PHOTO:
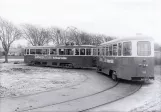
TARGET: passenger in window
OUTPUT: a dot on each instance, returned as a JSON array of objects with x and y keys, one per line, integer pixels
[
  {"x": 76, "y": 51},
  {"x": 82, "y": 51}
]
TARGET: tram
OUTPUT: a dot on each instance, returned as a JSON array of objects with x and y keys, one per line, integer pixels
[
  {"x": 127, "y": 58},
  {"x": 69, "y": 56}
]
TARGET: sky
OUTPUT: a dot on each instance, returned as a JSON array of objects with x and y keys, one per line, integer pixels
[{"x": 119, "y": 18}]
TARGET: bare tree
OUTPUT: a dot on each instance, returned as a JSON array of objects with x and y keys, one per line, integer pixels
[
  {"x": 8, "y": 34},
  {"x": 58, "y": 36},
  {"x": 36, "y": 36}
]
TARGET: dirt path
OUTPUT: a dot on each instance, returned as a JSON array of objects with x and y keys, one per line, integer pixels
[{"x": 19, "y": 79}]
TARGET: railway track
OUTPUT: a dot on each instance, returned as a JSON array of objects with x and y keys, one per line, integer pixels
[
  {"x": 89, "y": 102},
  {"x": 69, "y": 100}
]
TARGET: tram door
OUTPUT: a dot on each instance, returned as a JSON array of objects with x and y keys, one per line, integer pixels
[{"x": 145, "y": 67}]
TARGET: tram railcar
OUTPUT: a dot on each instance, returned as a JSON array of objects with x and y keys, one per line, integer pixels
[
  {"x": 128, "y": 58},
  {"x": 69, "y": 56}
]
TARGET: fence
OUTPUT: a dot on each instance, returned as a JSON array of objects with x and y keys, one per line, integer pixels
[{"x": 157, "y": 55}]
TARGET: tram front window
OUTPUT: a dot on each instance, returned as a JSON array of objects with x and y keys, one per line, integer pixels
[
  {"x": 88, "y": 51},
  {"x": 45, "y": 51},
  {"x": 32, "y": 51},
  {"x": 143, "y": 48},
  {"x": 53, "y": 51},
  {"x": 27, "y": 51}
]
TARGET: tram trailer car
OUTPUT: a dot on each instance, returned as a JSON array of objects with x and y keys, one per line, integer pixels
[
  {"x": 128, "y": 58},
  {"x": 76, "y": 56}
]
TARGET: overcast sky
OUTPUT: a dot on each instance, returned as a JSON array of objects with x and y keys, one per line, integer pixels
[{"x": 110, "y": 17}]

···

**Stated goal**.
Reproduce all of the material exactly, apart from the pictures.

**Solution**.
PHOTO:
TARGET: passenger in window
OUTPUT: a dot on each instance, returned as a JSON array of objects with x and y keys, one per line, integer pixels
[
  {"x": 76, "y": 51},
  {"x": 82, "y": 51}
]
TARGET: tram
OUTPUT: a dot on each instance, returned as a JSON array of objects with x and y keys, one per line, integer pixels
[
  {"x": 127, "y": 58},
  {"x": 69, "y": 56}
]
TARGET: sky
OUTPUT: a dot on each instance, returned as a JSON array of objects with x and y keys, one per line, integer pixels
[{"x": 119, "y": 18}]
TARGET: bare tree
OUTPUT: a dot on each instance, returned as a JSON array of objects with x and y keys, one per line, integer pixels
[
  {"x": 8, "y": 34},
  {"x": 58, "y": 36},
  {"x": 36, "y": 36}
]
TARGET: dirt path
OUTPUT: a dot on each instance, returned as a JSON array of objects with x and y keys, one per line, integer pixels
[{"x": 19, "y": 79}]
TARGET: railway track
OUTPUT: a dot on each instance, returned as a JSON array of objects with x and y keys, one per line, integer pixels
[
  {"x": 89, "y": 102},
  {"x": 69, "y": 100}
]
TARGET: tram door
OUTPUT: a dot on each instance, returned as a JSON array of objects with x and y keys, one per line, integer pixels
[{"x": 145, "y": 67}]
TARGET: tram railcar
OUTPUT: a dot on each instance, returned as a JSON array of objects with x and y keys, one per line, integer pixels
[
  {"x": 128, "y": 58},
  {"x": 69, "y": 56}
]
TARGET: fence
OUTPUT: a dot on each instance, returned as a JSON array of objects with x and y keys, one per line, integer pixels
[{"x": 157, "y": 55}]
TARGET: tram front window
OUTPUT: a dot on each instance, returned as a JSON array of objects with x and y keys, one per line, integer pixels
[
  {"x": 88, "y": 51},
  {"x": 45, "y": 51},
  {"x": 32, "y": 51},
  {"x": 143, "y": 48},
  {"x": 53, "y": 51},
  {"x": 27, "y": 51}
]
TARGET: tram trailer car
OUTPUT: a dot on each instance, returned as a JSON array of objects with x and y keys, one per line, integer pixels
[
  {"x": 128, "y": 58},
  {"x": 76, "y": 56}
]
TARGET: overcast sky
OUTPUT: a dot on each instance, returned as a JSON array of objects with x and y keys, one per line, integer pixels
[{"x": 110, "y": 17}]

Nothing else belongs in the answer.